Give again, word for word, only the lines from the one containing "TARGET = tree foliage" through the final line.

Start of Data for the task

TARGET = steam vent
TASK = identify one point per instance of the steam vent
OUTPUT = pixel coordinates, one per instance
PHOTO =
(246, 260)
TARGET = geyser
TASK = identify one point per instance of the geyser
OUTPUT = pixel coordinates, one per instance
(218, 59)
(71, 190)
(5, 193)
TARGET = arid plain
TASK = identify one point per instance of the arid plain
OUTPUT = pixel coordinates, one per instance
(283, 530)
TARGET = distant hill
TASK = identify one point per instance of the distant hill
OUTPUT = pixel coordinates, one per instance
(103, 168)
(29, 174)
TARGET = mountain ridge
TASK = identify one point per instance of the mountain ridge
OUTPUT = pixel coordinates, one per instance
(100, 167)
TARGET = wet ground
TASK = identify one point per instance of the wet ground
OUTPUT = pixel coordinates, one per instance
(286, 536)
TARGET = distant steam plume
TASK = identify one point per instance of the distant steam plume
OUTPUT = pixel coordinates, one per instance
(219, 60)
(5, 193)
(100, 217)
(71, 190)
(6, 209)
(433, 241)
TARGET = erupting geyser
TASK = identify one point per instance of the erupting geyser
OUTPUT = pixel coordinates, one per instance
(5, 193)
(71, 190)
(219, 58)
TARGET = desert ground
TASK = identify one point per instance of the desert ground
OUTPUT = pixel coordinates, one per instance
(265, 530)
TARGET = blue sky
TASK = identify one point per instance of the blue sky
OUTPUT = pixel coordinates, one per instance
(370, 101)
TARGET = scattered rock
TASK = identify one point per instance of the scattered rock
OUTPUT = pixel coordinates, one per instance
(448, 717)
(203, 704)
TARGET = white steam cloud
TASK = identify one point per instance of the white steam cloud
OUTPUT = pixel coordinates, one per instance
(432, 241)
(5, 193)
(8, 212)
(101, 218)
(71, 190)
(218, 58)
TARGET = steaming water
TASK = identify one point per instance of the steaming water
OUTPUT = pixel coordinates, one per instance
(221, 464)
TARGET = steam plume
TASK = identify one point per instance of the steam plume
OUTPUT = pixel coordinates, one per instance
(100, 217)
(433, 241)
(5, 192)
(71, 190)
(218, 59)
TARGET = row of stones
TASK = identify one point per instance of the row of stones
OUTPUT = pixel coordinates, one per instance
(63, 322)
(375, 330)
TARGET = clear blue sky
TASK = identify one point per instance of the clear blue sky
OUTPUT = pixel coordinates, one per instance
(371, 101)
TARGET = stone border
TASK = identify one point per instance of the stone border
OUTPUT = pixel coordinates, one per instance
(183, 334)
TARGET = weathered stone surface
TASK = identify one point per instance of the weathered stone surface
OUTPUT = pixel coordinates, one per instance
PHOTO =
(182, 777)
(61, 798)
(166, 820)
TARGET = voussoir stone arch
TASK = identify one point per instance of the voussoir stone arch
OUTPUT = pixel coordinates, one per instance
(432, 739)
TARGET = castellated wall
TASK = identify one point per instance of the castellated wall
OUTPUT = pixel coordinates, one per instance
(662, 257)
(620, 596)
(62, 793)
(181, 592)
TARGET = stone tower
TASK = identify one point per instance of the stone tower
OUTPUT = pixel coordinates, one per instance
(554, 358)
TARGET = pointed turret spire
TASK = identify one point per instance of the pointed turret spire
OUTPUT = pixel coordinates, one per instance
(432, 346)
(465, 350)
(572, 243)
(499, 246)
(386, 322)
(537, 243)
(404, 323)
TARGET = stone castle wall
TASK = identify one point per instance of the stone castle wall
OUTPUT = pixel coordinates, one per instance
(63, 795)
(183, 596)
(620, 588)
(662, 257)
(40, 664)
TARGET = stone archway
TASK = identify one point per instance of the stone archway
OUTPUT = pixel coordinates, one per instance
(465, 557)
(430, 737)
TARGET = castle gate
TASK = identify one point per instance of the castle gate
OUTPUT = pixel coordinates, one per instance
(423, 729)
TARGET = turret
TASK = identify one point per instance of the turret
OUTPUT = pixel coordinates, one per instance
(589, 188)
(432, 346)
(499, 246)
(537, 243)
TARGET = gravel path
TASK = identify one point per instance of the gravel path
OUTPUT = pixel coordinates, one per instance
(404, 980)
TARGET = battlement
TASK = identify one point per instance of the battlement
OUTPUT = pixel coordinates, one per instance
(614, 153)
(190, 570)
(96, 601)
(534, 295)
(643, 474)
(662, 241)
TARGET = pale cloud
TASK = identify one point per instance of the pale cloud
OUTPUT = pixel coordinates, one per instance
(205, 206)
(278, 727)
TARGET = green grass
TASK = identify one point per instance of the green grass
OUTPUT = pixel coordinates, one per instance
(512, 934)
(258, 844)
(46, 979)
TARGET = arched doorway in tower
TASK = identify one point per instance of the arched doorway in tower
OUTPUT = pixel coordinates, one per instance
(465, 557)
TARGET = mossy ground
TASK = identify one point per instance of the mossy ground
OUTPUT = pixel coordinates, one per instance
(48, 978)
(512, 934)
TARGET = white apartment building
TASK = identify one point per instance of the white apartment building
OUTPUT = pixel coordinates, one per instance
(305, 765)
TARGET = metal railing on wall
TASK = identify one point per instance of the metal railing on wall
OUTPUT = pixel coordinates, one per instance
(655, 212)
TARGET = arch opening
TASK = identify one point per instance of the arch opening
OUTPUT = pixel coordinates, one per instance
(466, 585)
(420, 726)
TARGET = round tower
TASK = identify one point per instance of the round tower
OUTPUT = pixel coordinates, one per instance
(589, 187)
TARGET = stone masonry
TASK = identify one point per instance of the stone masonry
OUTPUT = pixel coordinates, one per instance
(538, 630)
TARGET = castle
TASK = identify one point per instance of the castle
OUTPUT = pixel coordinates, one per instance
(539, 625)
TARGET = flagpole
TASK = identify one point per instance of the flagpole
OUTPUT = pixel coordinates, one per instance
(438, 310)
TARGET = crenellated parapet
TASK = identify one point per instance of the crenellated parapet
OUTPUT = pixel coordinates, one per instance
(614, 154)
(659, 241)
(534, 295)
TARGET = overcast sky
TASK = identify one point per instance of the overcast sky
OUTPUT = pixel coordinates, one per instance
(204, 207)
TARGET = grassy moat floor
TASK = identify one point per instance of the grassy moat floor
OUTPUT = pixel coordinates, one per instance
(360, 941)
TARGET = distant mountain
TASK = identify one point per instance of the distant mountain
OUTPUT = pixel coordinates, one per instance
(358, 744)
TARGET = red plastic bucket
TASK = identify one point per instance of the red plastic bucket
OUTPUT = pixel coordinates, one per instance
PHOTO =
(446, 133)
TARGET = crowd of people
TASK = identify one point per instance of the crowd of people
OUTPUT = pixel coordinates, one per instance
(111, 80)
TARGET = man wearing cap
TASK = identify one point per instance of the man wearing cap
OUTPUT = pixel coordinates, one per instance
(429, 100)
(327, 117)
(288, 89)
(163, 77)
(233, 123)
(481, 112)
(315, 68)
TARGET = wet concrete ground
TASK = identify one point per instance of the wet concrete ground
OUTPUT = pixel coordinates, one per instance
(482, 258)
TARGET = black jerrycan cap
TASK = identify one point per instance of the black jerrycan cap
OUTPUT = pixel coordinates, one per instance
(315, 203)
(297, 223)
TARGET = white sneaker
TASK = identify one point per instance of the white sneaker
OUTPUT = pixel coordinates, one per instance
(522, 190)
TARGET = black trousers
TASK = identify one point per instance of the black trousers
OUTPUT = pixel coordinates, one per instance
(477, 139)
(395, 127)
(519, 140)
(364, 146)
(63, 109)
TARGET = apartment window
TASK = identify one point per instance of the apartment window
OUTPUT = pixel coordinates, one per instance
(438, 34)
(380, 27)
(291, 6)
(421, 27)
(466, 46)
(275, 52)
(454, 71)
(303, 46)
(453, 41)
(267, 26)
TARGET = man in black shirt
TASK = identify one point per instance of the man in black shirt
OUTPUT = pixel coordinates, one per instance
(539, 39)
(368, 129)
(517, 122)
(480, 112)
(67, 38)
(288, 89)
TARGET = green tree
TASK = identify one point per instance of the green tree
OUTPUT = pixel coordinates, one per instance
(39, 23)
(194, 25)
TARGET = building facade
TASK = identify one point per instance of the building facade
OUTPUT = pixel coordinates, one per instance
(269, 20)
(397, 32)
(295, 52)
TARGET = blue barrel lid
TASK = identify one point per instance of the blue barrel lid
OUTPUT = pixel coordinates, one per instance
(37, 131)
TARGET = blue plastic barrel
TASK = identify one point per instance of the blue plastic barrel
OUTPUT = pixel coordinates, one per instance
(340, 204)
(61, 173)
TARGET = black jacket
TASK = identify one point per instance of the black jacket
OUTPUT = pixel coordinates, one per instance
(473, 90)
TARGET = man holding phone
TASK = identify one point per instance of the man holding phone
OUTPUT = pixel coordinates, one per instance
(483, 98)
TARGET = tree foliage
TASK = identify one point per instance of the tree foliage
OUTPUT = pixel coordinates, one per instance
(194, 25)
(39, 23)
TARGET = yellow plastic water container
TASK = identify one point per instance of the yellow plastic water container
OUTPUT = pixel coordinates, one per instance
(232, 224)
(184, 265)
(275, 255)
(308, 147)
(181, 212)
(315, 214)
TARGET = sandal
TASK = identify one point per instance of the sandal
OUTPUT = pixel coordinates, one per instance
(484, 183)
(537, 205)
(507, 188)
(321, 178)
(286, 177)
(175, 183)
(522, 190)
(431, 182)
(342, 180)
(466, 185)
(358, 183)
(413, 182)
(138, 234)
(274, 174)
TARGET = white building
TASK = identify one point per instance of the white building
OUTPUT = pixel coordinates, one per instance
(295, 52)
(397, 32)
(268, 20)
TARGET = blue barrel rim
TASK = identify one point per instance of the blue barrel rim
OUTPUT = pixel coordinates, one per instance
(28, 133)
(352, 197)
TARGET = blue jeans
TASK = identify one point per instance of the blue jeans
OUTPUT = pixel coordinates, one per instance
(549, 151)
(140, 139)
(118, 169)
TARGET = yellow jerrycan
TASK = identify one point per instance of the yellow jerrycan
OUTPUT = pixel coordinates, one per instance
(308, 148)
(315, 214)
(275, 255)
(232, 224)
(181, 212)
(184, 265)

End of Data for the task

Problem solution.
TARGET = tree foliage
TASK = identify one point per instance of the tree foliage
OUTPUT = pixel coordinates, one per instance
(194, 25)
(39, 23)
TARGET = yellow plastic water container
TASK = identify one point per instance of the yellow plastic water container
OUTPUT = pixel coordinates, one per instance
(232, 224)
(184, 265)
(275, 255)
(308, 147)
(181, 212)
(315, 214)
TARGET = sandal
TASK = identify one point per instance of the sandal
OUTPUT = pixel coordinates, one per instance
(484, 183)
(537, 205)
(507, 188)
(321, 178)
(286, 177)
(175, 183)
(522, 190)
(431, 182)
(342, 180)
(466, 185)
(358, 183)
(413, 182)
(138, 234)
(274, 174)
TARGET = white building
TASK = identify one point per instance of the white building
OUTPUT = pixel coordinates, one per instance
(295, 52)
(397, 32)
(268, 20)
TARGET = blue barrel rim
TASK = identify one point per instance of the blue barrel rim
OUTPUT = pixel coordinates, one per instance
(28, 133)
(352, 197)
TARGET = blue jeans
TASK = identify one point per instance of the blue jeans
OUTPUT = pixel coordinates, one per instance
(549, 151)
(140, 139)
(118, 169)
TARGET = yellow jerrycan
TASK = identify one point per instance of the yellow jerrycan
OUTPUT = pixel coordinates, one per instance
(308, 148)
(315, 214)
(275, 255)
(232, 224)
(181, 212)
(184, 265)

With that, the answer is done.